§ Problem statement
Shift the answer coordinates in the items below by adding 83 to every number. Rewrite everything from the line containing "spruce tree in the photo above." down to the line containing "step in the photo above.", both lines included and the requests kept, and give nothing else.

§ Records
○ ○ ○ ○ ○

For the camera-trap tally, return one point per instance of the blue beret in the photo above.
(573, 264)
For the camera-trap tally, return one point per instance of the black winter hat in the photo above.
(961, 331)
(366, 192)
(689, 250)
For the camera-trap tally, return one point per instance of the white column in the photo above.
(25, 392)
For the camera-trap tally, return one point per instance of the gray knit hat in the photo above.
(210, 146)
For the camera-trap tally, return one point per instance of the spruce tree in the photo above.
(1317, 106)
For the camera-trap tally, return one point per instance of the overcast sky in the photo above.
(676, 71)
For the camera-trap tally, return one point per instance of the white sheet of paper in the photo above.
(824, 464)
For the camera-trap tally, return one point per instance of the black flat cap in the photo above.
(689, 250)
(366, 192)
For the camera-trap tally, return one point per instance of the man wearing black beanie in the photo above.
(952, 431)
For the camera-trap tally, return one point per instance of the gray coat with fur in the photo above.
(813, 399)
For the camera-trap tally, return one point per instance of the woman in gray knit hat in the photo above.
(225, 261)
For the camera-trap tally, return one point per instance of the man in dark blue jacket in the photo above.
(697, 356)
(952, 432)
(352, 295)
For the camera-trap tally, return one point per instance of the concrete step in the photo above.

○ ○ ○ ○ ○

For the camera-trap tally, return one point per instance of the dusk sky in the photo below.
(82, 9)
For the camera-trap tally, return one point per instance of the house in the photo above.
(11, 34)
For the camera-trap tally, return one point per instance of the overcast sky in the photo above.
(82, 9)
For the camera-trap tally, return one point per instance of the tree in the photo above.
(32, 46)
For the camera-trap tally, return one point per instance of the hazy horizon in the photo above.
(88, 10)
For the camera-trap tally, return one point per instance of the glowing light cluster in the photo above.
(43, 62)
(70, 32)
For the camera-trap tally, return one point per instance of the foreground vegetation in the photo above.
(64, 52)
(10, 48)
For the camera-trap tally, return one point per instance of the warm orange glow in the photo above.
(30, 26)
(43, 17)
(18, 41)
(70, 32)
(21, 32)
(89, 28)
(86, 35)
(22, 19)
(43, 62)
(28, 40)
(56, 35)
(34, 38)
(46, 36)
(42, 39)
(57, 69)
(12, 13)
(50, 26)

○ ○ ○ ○ ○

§ Reply
For the camera-trap tally, return one point per instance of the spruce tree in the photo above.
(1400, 189)
For the camera-trap tally, return one point per instance of the overcast sky in the photo above.
(759, 154)
For the camera-trap tally, return one point per instance of the white sheet of paper in the photo above.
(907, 547)
For the camera-trap tally, return one point per instance of the black flat cap in the photo above.
(772, 333)
(449, 275)
For the camera-trap tally, return one point per instance of the man wearing black beanie in the photo above.
(1035, 514)
For the camera-trap tally, return one point per instance of the gray coat with fur in the photo above.
(896, 482)
For the camera-trap tally, return one point per instance of the woman in gray knit hat in the photo above.
(308, 344)
For the camera-trap tally, return one point per instance of the man in dark blue jacket in the photo above.
(780, 439)
(1035, 515)
(435, 378)
For the camera-trap tally, return one point per instance of the concrete step in the photo above.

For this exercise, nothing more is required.